» **Objectif**
Présentez toutes les lignes des entrées ci-dessous sous forme de liste numérotée, en omettant les lignes vides.

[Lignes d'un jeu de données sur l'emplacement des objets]
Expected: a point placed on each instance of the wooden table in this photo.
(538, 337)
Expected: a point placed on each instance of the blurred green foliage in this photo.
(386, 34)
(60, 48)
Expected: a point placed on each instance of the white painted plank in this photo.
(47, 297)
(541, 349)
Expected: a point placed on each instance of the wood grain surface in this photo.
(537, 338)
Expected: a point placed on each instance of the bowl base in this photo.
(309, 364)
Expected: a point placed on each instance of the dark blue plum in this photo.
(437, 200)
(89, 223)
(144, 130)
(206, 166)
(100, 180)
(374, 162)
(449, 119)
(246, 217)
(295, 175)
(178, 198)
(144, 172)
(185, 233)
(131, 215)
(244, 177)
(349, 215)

» **Corrigé**
1. Expected: a point placed on each instance of the wooden table in this photo.
2. (538, 337)
3. Expected: a point placed on each instance of the blurred green foliage in this photo.
4. (386, 34)
5. (60, 48)
6. Expected: a point placed on each instance of the white painted plank in this photo.
7. (47, 297)
8. (541, 349)
9. Expected: a point placed on each instance of the wood grain surface in this photo.
10. (537, 338)
11. Expected: a point placed on each instance of the bowl base in this photo.
12. (309, 364)
13. Expected: a point placed on each instance of the dark blue plum in this photo.
14. (437, 200)
15. (89, 223)
16. (144, 130)
17. (206, 166)
18. (100, 180)
19. (374, 162)
20. (449, 119)
21. (246, 217)
22. (295, 175)
23. (178, 198)
24. (144, 172)
25. (185, 233)
26. (131, 215)
27. (244, 177)
28. (349, 215)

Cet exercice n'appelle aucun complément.